Natural language region descriptions:
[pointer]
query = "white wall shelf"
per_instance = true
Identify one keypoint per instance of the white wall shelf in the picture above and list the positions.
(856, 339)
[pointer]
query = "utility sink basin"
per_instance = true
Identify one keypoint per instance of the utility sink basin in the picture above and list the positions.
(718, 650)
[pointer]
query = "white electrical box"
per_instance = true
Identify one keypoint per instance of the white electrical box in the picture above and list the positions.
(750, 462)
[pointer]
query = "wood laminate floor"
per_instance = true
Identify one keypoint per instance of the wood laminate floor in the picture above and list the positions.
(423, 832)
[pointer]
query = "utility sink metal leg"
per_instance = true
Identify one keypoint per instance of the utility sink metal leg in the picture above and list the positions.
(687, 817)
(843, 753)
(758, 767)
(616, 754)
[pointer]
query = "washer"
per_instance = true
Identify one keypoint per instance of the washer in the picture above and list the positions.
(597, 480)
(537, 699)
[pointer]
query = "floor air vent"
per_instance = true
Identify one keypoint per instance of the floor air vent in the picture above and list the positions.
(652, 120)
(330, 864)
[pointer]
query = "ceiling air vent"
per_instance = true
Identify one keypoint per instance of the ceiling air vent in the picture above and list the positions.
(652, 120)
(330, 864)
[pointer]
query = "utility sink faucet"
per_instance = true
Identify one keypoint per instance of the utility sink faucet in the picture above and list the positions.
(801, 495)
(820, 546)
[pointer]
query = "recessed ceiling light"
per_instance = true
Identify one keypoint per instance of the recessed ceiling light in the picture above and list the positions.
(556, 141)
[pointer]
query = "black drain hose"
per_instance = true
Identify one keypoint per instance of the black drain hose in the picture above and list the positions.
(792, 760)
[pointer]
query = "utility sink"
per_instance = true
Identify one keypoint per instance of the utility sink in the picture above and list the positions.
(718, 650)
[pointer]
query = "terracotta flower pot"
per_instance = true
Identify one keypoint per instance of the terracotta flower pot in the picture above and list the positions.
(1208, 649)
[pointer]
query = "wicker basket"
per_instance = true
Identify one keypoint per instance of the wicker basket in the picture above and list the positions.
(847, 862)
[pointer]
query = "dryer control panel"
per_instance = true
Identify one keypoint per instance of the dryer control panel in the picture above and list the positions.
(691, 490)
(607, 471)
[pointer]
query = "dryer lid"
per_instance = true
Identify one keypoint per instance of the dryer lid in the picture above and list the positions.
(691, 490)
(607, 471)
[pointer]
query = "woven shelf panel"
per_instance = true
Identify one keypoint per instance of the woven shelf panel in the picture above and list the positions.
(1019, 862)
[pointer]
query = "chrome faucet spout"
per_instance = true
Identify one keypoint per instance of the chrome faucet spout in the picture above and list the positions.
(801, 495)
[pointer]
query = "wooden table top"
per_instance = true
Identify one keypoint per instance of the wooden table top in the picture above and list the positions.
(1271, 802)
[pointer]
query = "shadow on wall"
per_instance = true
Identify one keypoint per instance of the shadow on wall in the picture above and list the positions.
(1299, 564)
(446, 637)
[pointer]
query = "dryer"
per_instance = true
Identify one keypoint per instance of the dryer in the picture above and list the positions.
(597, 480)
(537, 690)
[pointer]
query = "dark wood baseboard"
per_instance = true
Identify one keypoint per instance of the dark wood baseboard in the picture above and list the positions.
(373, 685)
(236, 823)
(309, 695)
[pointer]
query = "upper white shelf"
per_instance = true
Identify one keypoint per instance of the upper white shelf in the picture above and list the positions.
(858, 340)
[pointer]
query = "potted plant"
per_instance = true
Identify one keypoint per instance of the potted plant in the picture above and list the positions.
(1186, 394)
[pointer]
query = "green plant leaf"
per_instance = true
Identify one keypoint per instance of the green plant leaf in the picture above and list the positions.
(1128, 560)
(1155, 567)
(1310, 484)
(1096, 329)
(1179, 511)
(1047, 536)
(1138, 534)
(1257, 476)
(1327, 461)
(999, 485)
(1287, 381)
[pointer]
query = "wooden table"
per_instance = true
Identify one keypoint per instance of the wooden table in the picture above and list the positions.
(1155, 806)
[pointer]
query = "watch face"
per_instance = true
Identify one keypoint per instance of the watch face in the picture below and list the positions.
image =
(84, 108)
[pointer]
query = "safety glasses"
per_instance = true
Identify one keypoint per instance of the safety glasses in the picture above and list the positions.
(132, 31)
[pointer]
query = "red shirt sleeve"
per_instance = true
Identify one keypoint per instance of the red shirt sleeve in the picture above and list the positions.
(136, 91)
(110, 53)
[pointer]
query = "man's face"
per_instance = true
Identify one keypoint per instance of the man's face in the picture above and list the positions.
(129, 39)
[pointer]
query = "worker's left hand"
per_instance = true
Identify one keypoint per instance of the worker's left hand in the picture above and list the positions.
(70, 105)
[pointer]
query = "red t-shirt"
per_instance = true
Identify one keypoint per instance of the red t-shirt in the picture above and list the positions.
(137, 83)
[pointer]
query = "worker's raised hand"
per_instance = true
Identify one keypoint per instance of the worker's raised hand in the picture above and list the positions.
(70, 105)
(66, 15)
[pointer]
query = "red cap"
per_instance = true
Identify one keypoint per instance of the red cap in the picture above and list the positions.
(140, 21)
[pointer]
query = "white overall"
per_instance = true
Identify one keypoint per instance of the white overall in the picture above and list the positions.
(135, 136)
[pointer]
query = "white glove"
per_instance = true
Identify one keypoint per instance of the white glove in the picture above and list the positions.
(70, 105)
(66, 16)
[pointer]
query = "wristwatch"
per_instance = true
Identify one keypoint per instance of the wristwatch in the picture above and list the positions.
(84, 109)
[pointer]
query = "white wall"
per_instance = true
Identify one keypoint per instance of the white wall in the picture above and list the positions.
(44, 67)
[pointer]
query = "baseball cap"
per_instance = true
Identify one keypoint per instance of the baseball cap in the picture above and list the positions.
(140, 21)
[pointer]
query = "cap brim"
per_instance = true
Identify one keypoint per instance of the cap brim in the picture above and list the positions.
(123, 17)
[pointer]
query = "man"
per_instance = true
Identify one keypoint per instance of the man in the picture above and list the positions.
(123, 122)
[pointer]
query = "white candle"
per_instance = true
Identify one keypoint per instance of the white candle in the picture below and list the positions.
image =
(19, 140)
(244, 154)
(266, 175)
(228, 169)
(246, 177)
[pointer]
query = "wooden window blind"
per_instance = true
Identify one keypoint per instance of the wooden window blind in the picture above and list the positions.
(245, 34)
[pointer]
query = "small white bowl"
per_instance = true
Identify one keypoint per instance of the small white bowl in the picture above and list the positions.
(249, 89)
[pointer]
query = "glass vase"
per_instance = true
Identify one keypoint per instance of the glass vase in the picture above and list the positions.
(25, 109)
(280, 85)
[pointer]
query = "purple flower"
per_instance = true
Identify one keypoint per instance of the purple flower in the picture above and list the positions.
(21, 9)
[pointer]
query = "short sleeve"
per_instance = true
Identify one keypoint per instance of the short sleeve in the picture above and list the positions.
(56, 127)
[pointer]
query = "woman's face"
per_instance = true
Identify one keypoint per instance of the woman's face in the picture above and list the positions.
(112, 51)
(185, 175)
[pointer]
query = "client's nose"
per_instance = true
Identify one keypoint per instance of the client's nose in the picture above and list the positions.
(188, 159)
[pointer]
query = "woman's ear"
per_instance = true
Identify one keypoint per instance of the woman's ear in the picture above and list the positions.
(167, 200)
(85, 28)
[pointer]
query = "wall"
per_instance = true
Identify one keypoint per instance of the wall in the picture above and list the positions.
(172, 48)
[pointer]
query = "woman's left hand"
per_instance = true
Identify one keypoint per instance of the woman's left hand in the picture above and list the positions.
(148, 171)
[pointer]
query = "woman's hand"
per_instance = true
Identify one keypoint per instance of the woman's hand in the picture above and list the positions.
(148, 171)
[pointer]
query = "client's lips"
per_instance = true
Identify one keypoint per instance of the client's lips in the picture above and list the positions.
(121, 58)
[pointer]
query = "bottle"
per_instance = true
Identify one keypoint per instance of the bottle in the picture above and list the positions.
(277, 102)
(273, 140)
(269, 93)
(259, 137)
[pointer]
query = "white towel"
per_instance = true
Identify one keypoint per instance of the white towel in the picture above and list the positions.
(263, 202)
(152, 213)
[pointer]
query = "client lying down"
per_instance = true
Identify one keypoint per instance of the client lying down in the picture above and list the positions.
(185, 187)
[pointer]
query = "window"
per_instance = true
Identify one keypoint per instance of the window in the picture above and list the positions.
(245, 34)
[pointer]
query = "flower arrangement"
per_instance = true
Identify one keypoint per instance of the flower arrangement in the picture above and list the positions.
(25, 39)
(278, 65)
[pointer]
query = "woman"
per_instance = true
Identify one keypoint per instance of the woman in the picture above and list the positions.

| PROBLEM STATEMENT |
In the records, locate each line holding the string "candle" and copy it.

| THE COMPLETED TASK |
query = "white candle"
Identify one keypoint per instance of the white candle in the picture below and list the positions.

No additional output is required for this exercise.